-- Task objective --
Quote the entries that follow exactly, leaving none out.

+++ Records supplied

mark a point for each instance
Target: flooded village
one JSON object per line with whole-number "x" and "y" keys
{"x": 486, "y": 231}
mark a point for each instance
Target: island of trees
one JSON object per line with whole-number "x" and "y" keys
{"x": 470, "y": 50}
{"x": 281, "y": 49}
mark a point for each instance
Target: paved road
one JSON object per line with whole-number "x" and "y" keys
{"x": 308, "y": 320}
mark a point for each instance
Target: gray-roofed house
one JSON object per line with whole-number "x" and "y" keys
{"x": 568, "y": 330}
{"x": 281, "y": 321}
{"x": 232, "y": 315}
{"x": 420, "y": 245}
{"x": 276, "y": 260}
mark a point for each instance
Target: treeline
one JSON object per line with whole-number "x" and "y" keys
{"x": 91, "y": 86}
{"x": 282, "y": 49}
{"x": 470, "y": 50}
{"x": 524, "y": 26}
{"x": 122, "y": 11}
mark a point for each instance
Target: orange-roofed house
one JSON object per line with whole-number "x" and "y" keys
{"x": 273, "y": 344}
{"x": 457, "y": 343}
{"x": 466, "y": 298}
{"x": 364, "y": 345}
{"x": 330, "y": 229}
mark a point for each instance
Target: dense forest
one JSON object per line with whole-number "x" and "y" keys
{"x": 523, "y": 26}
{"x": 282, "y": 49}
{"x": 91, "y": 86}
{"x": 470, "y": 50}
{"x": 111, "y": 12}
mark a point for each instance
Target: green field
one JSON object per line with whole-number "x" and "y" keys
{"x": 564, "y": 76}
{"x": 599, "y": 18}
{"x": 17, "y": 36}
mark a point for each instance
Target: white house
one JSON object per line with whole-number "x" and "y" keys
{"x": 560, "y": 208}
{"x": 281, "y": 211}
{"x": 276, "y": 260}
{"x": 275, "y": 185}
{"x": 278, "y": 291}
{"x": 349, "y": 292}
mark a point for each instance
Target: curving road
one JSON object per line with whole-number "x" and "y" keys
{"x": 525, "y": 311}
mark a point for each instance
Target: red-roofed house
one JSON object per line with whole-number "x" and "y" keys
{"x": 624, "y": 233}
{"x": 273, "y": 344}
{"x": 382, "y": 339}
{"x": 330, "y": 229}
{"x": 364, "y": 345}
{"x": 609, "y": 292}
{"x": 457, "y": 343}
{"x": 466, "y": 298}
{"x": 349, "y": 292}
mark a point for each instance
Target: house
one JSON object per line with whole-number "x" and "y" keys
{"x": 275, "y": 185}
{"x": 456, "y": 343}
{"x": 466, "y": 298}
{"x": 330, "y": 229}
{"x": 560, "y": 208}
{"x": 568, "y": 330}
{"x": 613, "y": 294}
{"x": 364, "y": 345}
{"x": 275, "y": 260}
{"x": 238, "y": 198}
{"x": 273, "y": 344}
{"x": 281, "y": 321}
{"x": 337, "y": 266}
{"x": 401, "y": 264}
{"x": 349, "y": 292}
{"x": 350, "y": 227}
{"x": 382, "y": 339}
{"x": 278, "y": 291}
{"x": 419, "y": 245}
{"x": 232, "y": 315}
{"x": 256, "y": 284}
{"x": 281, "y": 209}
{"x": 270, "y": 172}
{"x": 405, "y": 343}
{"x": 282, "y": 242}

++++++

-- Answer section --
mark a point for each instance
Target: flooded village
one JSON object per line with whole-number "x" and "y" keys
{"x": 486, "y": 231}
mark a point for each instance
Target: island of trees
one JSON object per line with whole-number "x" and "y" keys
{"x": 470, "y": 50}
{"x": 281, "y": 49}
mark a point for each instance
Target: paved road
one JSON object per line with whole-number "x" and "y" keys
{"x": 308, "y": 320}
mark a point for each instance
Target: gray-roofed house
one JSON object per line with whole-number "x" and "y" keys
{"x": 568, "y": 330}
{"x": 281, "y": 321}
{"x": 232, "y": 315}
{"x": 420, "y": 245}
{"x": 276, "y": 260}
mark a point for each instance
Target: treeline
one JSON object per line with whole-number "x" and "y" keys
{"x": 91, "y": 86}
{"x": 282, "y": 49}
{"x": 470, "y": 50}
{"x": 524, "y": 26}
{"x": 122, "y": 11}
mark a point for each instance
Target: orange-roofed house
one JSON object per line with whole-number "x" and "y" keys
{"x": 273, "y": 344}
{"x": 457, "y": 343}
{"x": 466, "y": 298}
{"x": 364, "y": 345}
{"x": 330, "y": 229}
mark a point for each instance
Target: dense forest
one JSON object per line with whole-number "x" and "y" keys
{"x": 523, "y": 26}
{"x": 282, "y": 49}
{"x": 91, "y": 86}
{"x": 470, "y": 50}
{"x": 111, "y": 12}
mark a point for each instance
Target: green field
one JSON object per line with whole-number "x" and "y" keys
{"x": 564, "y": 76}
{"x": 599, "y": 18}
{"x": 17, "y": 36}
mark a point for each instance
Target: white house
one JSON object per line with whole-number "x" and "y" keys
{"x": 560, "y": 208}
{"x": 281, "y": 211}
{"x": 276, "y": 260}
{"x": 275, "y": 185}
{"x": 278, "y": 291}
{"x": 349, "y": 292}
mark a point for each instance
Target: curving road
one JSON object per line with whole-number "x" and "y" keys
{"x": 525, "y": 311}
mark a point for each instance
Target: red-roofed house
one JSON object per line with whole-number "x" and "y" keys
{"x": 624, "y": 233}
{"x": 273, "y": 344}
{"x": 382, "y": 339}
{"x": 330, "y": 229}
{"x": 364, "y": 345}
{"x": 609, "y": 292}
{"x": 457, "y": 343}
{"x": 466, "y": 298}
{"x": 349, "y": 292}
mark a point for each instance
Target: house
one JSON object per line with whole-number "x" and "y" keys
{"x": 275, "y": 185}
{"x": 456, "y": 343}
{"x": 466, "y": 298}
{"x": 330, "y": 229}
{"x": 560, "y": 208}
{"x": 568, "y": 330}
{"x": 613, "y": 294}
{"x": 364, "y": 345}
{"x": 275, "y": 260}
{"x": 238, "y": 198}
{"x": 273, "y": 344}
{"x": 281, "y": 321}
{"x": 337, "y": 266}
{"x": 401, "y": 264}
{"x": 349, "y": 292}
{"x": 350, "y": 227}
{"x": 382, "y": 339}
{"x": 278, "y": 291}
{"x": 419, "y": 245}
{"x": 232, "y": 315}
{"x": 256, "y": 284}
{"x": 281, "y": 209}
{"x": 270, "y": 172}
{"x": 405, "y": 343}
{"x": 282, "y": 242}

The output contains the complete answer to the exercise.